THE DATA:
::::
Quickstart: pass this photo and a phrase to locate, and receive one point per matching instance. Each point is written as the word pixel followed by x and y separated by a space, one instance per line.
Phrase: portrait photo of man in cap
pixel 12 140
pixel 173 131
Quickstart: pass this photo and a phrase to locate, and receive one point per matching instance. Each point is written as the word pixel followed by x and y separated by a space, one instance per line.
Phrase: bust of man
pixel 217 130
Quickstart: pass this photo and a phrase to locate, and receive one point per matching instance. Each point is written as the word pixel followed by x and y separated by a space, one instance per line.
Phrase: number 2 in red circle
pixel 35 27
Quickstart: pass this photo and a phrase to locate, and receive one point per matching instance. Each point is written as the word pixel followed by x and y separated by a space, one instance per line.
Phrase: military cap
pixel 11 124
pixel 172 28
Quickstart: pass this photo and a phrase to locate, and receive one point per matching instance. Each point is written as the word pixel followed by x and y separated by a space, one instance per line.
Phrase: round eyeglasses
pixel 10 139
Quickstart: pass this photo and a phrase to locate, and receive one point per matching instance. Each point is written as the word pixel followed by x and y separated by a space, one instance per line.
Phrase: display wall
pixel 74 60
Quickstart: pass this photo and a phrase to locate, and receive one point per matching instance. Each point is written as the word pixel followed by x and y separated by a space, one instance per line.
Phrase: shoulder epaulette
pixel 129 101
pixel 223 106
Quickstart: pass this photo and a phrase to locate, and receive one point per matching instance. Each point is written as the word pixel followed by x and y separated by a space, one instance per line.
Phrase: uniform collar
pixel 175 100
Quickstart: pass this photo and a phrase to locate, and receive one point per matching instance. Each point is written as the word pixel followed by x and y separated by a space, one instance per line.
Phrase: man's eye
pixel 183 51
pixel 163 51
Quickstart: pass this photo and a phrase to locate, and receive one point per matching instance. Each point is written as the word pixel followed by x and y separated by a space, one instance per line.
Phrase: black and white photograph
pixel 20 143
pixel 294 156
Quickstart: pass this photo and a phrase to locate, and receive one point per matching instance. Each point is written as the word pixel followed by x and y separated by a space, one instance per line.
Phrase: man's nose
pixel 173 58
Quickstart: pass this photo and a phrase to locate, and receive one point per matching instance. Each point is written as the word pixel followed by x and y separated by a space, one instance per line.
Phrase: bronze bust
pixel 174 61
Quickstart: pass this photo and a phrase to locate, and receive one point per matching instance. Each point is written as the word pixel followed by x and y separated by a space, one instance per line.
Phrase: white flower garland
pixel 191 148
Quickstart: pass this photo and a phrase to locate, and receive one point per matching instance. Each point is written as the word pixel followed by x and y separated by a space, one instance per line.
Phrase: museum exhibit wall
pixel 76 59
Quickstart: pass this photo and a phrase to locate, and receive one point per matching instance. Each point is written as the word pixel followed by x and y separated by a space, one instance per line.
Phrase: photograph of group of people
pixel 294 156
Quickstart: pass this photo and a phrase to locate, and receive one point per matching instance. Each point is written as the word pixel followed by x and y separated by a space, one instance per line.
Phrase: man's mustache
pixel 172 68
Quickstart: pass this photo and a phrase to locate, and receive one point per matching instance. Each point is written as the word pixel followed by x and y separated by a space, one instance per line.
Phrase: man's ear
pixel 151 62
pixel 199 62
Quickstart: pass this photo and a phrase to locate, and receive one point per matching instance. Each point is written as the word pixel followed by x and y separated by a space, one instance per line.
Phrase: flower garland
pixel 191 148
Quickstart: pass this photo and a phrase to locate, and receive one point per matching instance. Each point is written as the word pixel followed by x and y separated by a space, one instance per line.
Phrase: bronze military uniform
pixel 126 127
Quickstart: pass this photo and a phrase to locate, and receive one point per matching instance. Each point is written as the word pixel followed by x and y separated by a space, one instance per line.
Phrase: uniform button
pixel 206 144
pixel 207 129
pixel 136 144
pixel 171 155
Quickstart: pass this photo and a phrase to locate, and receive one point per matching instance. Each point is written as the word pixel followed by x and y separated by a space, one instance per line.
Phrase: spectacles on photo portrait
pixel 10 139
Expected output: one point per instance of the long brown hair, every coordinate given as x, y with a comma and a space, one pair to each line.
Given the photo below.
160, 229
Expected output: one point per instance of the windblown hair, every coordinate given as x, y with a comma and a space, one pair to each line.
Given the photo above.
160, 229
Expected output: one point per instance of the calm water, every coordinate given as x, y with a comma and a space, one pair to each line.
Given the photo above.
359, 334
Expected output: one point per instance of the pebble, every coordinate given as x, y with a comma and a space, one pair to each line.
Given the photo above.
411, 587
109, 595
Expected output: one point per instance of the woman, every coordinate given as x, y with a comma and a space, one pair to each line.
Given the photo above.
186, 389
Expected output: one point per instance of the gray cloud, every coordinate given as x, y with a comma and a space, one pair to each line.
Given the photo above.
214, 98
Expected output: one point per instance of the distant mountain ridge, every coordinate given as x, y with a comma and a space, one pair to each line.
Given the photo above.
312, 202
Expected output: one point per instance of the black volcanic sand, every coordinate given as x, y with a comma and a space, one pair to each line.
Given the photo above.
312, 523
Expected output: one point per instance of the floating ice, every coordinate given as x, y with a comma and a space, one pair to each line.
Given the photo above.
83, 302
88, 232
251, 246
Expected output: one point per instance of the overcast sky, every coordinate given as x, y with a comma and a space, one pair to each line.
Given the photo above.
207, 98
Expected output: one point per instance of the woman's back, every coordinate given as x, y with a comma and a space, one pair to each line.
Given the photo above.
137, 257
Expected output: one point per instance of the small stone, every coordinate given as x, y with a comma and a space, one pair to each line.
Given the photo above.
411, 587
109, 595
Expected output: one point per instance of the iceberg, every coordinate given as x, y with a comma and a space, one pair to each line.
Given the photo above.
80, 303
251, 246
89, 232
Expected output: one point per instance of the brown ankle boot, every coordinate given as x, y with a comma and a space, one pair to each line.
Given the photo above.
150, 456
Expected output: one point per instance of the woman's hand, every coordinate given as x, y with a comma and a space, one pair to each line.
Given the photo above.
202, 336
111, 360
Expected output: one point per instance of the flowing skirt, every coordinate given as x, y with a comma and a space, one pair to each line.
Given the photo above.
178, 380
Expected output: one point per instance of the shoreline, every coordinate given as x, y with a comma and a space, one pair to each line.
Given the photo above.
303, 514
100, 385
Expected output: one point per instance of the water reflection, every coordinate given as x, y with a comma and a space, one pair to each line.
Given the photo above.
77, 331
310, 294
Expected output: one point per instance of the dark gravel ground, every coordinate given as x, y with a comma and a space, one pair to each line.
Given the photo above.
::::
PROBLEM DESCRIPTION:
Each line of the listing should be copied exactly, with none left out.

WRITTEN REPLY:
Quickstart: pass this photo and a phrase to locate, and receive one point per matching instance. Each point is written as the word pixel followed by x and y separated by a space, one instance per line.
Phrase: portrait photo of man in cap
pixel 12 140
pixel 173 131
Quickstart: pass this photo and a phrase to locate, and receive one point per matching instance. Each point is written as the word pixel followed by x and y separated by a space, one instance per line.
Phrase: bust of man
pixel 217 130
Quickstart: pass this photo and a phrase to locate, and receive one point per matching instance. Each point is written as the word pixel followed by x and y separated by a space, one instance per line.
Phrase: number 2 in red circle
pixel 35 27
Quickstart: pass this photo and a phrase to locate, and receive one point per matching instance. Each point is written as the word pixel followed by x and y separated by a space, one instance per line.
Phrase: military cap
pixel 11 124
pixel 172 28
Quickstart: pass this photo and a phrase to locate, and receive one point per matching instance. Each point is written as the word pixel followed by x and y separated by a space, one instance per line.
Phrase: round eyeglasses
pixel 10 139
Quickstart: pass this photo and a phrase to locate, and receive one point per matching instance. Each point is written as the word pixel followed by x and y separated by a space, one instance per line.
Phrase: display wall
pixel 74 60
Quickstart: pass this photo and a phrase to locate, and receive one point per matching instance. Each point is written as the word pixel followed by x and y separated by a space, one instance per line.
Phrase: shoulder epaulette
pixel 129 101
pixel 223 106
Quickstart: pass this photo and a phrase to locate, and receive one point per matching instance. Each point is written as the word pixel followed by x and y separated by a space, one instance per line.
Phrase: uniform collar
pixel 175 100
Quickstart: pass this photo and a phrase to locate, and receive one point per matching instance. Each point is written as the word pixel followed by x and y separated by a space, one instance per line.
Phrase: man's eye
pixel 183 51
pixel 163 51
Quickstart: pass this photo and a phrase to locate, and receive one point per matching instance. Each point is written as the word pixel followed by x and y separated by a space, one instance per line.
Phrase: black and white photograph
pixel 20 143
pixel 294 156
Quickstart: pass this photo and a phrase to locate, and receive one point per matching instance. Each point is written as the word pixel followed by x and y separated by a space, one instance per line.
Phrase: man's nose
pixel 173 58
Quickstart: pass this photo and a phrase to locate, and receive one point per matching instance. Each point is written as the word pixel followed by x and y separated by a space, one instance per line.
Phrase: bronze bust
pixel 174 61
Quickstart: pass this photo and a phrase to locate, and receive one point per matching instance. Each point is written as the word pixel followed by x and y separated by a space, one instance per line.
Phrase: white flower garland
pixel 191 148
Quickstart: pass this photo and a phrase to locate, and receive one point per matching instance. Each point is written as the word pixel followed by x and y separated by a space, one instance per line.
Phrase: museum exhibit wall
pixel 76 59
Quickstart: pass this photo and a phrase to locate, and receive one point per matching instance. Each point is written as the word pixel followed by x and y separated by a space, one instance per line.
Phrase: photograph of group of people
pixel 294 156
Quickstart: pass this photo and a phrase to locate, and receive one point per matching instance. Each point is written as the word pixel followed by x and y separated by a space, one instance per line.
Phrase: man's mustache
pixel 172 68
Quickstart: pass this photo and a phrase to locate, and receive one point per matching instance. Each point is written as the word pixel followed by x and y separated by a space, one instance per line.
Phrase: man's ear
pixel 151 62
pixel 199 62
Quickstart: pass this photo and a phrase to locate, and receive one point per matching instance. Each point is written as the word pixel followed by x and y separated by a space, one instance per line.
Phrase: flower garland
pixel 191 148
Quickstart: pass this photo and a phrase to locate, and receive one point per matching instance. Each point is written as the word pixel followed by x and y separated by a space, one instance per line.
Phrase: bronze military uniform
pixel 126 127
Quickstart: pass this photo and a phrase to locate, and receive one point per matching instance. Each point is written as the word pixel followed by x and y separated by a space, one instance per line.
Phrase: uniform button
pixel 206 144
pixel 207 129
pixel 136 144
pixel 171 155
Quickstart: pass this photo and a phrase to locate, and receive one point per matching instance. Each point is written as the word pixel followed by x and y separated by a space, one instance per line.
Phrase: spectacles on photo portrait
pixel 10 139
Expected output: one point per instance of the long brown hair, every coordinate given as x, y with a comma and a space, one pair to each line.
Given the photo below.
160, 229
Expected output: one point per instance of the windblown hair, every coordinate given as x, y with a comma and a space, one pair to each line.
Given the photo above.
160, 229
Expected output: one point per instance of the calm water, every coordinate given as x, y with a comma and a space, one pair to each line.
Given the photo above.
359, 334
Expected output: one point per instance of the pebble, every coordinate given as x, y with a comma and a space, one pair to each line.
Given the photo above.
411, 587
109, 595
Expected output: one point per instance of the woman, every coordinate given as x, y with a comma and a space, one pair to each line.
Given the photo above.
186, 389
Expected output: one point per instance of the gray cloud, every coordinate given as x, y with a comma and a space, one pair to each line.
Given the photo above.
214, 98
Expected output: one point per instance of the distant mountain ridge, every coordinate given as x, y with a comma and a space, one pair to each line.
Given the photo above.
312, 202
Expected output: one point per instance of the black volcanic sand, every coordinate given as x, y with a comma and a space, one pair to each line.
Given the photo above.
312, 523
Expected output: one point per instance of the floating ice, every coordinate given as x, y with a comma and a space, one pair to each line.
Given the photo above.
83, 302
88, 232
251, 246
Expected output: one point per instance of the overcast sky, every coordinate given as x, y with a comma and a space, one pair to each line.
Given the photo above.
207, 98
Expected output: one point per instance of the woman's back, every coordinate given as x, y with a comma and a space, one pair to each line.
Given the photo above.
137, 257
Expected output: one point per instance of the small stone, every coordinate given as x, y with a comma and a space, one pair to each line.
Given the photo above.
411, 587
109, 595
Expected output: one point per instance of the iceberg, every coordinate given as x, y with a comma and a space, one pair to each line.
Given the photo above.
80, 303
251, 246
89, 232
Expected output: one point per instance of the brown ankle boot, every coordinate given as x, y with a comma and a space, one pair to each line.
Given the photo above.
150, 456
Expected output: one point per instance of the woman's hand, every coordinate given as x, y with a comma and a space, one pair to each line.
Given the photo above.
202, 336
111, 360
Expected output: one point per instance of the flowing skirt, every coordinate given as x, y with a comma and a space, one pair to each line.
Given the photo above.
178, 380
Expected output: one point per instance of the shoreline, every coordinate given as x, y with a comma and a space, one pair to each line.
Given the photo above.
303, 514
100, 385
Expected output: one point per instance of the water reflection, every coordinate given as x, y with a comma and a space, one pair to each line.
Given the photo above.
77, 331
310, 294
Expected output: one point per instance of the dark gravel ground, every coordinate given as x, y with a comma and a space, one pair to each line.
Given the photo above.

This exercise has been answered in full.